- [Extrait du document]
══════════════════════════════
Mémoires

Dans le passage du t. III des Nouvelles Nouvelles consacré à Molière,
          Straton relève avec insistance que la création dramatique de ce dernier est fondé sur le
          recours à des mémoires (= des recueils d’indications) que lui fournissent les gens de
          qualité qui assistent à ses spectacles. [déplier ci-dessous] après
              que l'on eut joué Les Précieuses, où ils étaient et bien représentés et
              bien raillés, ils donnèrent eux-mêmes, avec beaucoup d'empressement, à l'auteur dont
              je vous entretiens, des mémoires de tout ce qui se passait dans le monde et des
              portraits de leurs propres défauts et de ceux de leurs meilleurs amis, croyant qu'il y
              avait de la gloire pour eux que l'on reconnût leurs impertinences dans ses ouvrages et
              que l'on dît même qu'il avait voulu parler d'eux. (p. 224)
 Notre auteur, ou,
              pour ne pas répéter ce mot si souvent, le héros de ce petit récit, après avoir fait
              cette pièce, reçut des gens de qualité plus de mémoires que jamais, dont l'on le pria
              de se servir dans celles qu'il devait faire ensuite, et je le vis bien embarrassé, un
              soir, après la comédie, qui cherchait partout des tablettes pour écrire ce que lui
              disaient plusieurs personnes de condition dont il était environné ; (p. 226)
              L'on ne doit point après cela s'étonner pourquoi l'on voit tant de monde à ses
              pièces : tous ceux qui lui donnent des mémoires veulent voir s'il s'en sert bien. (p.
              227)
 Notre auteur, après avoir fait ces deux pièces, reçut des mémoires en
              telle confusion que, de ceux qui lui restaient et de ceux qu'il recevait tous les
              jours, il en aurait eu de quoi travailler toute sa vie, s'il ne se fût avisé, pour
              satisfaire les gens de qualité et pour les railler ainsi qu'ils le souhaitaient, de
              faire une pièce où il pût mettre quantité de leurs portraits. (p.
          229)
Les mêmes accusations seront à nouveau formulées dans la Zélinde du
          même Donneau de Visé quelques mois plus tard [déplier ci-dessous].
══════════════════════════════
- [Consigne 1] Recopiez mot pour mot le passage du texte sur les mémoires remis à Molière qui commence par les mots « L'on ne doit » et se termine par « leurs portraits. (p. ».
- [Consigne 2] Poursuivez le texte sur les mémoires remis à Molière à partir de sa dernière phrase.

(Extraits de données d'étiquetage de lieux)
══════════════════════════════
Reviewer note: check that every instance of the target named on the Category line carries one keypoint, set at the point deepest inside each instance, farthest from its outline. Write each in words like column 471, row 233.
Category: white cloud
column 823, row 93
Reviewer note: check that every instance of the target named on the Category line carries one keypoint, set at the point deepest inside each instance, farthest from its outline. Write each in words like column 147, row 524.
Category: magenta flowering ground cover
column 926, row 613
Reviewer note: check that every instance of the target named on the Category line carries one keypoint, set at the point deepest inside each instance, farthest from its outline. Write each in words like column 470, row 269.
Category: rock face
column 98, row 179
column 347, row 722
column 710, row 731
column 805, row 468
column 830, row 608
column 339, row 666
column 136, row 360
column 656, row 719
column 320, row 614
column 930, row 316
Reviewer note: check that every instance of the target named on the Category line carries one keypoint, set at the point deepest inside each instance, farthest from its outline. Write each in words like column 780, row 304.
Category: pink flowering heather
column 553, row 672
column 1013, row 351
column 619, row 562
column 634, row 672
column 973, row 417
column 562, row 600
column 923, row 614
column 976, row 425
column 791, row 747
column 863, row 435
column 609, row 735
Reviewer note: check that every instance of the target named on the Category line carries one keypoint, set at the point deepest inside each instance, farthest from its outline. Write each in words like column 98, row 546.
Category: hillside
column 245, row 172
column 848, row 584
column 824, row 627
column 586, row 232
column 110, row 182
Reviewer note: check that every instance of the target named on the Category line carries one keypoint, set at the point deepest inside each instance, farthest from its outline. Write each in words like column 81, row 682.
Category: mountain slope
══════════════════════════════
- [Réponse rédigée 1]
L'on ne doit point après cela s'étonner pourquoi l'on voit tant de monde à ses
              pièces : tous ceux qui lui donnent des mémoires veulent voir s'il s'en sert bien. (p.
              227)
 Notre auteur, après avoir fait ces deux pièces, reçut des mémoires en
              telle confusion que, de ceux qui lui restaient et de ceux qu'il recevait tous les
              jours, il en aurait eu de quoi travailler toute sa vie, s'il ne se fût avisé, pour
              satisfaire les gens de qualité et pour les railler ainsi qu'ils le souhaitaient, de
              faire une pièce où il pût mettre quantité de leurs portraits. (p.

- [Réponse rédigée 2]
              “Pour ce qui est des mots précieux dont votre pièce est pleine, vous avez beaucoup
              risqué de les faire encore une fois monter sur le théâtre, et je crois que, sans le
              bonheur qui vous accompagne, ils auraient déplu aux Français, qui n’aiment pas moins
              les divertissements nouveaux que les modes nouvelles. L’on connaît, par là, que vous
              êtes bon ménager et que vous n’avez pas voulu perdre ce qui vous restait des mémoires
              que l’on vous donna lorsque vous travaillâtes aux Précieuses. […] Si
              vous voulez venir dîner un de ces jours avec moi, je vous donnerai des mémoires dont
              vous vous pourrez facilement servir, dans le sujet que vous m’avez dit que vous
              vouliez traiter."
 “Dans une autre scène, l’on pourrait faire venir tous les
              auteurs et tous les vieux bouquins où il a pris ce qu’il y a de plus beau dans ses
              pièces. L’on pourrait ensuite faire paraître tous les gens de qualité qui lui ont
              donné des mémoires, et tous ceux qu’il a copiés.”
Si l’on en croit donc l’auteur des Nouvelles Nouvelles et de Zélinde, la réussite de Molière reposerait sur l’exploitation occulte d’une documentation. La démarche, présentée comme fondamentalement irrégulière, est mise sur le compte de la propension de Molière à recourir à des procédés déontologiquement contestables, qui font de lui un véritable « gâte-métier ». L’accusation n’est d’ailleurs pas le seul fait de Donneau, et les informations sur les gens de qualité ne seraient pas le seul matériau que le comédien auteur tire subrepticement de mémoires. Ainsi Somaize, dans ses Véritables Précieuses, prétendra que les sujets mêmes de ses pièces proviennent eux aussi de semblables sources. Un personnage y vilipende ainsi l’auteur des Précieuses ridicules : « Qu’attendre d’un homme qui tire toute sa gloire des mémoires de Guillot-Gorju, qu’il a achetés de sa veuve, et dont il s’adopte tous les ouvrages ? ».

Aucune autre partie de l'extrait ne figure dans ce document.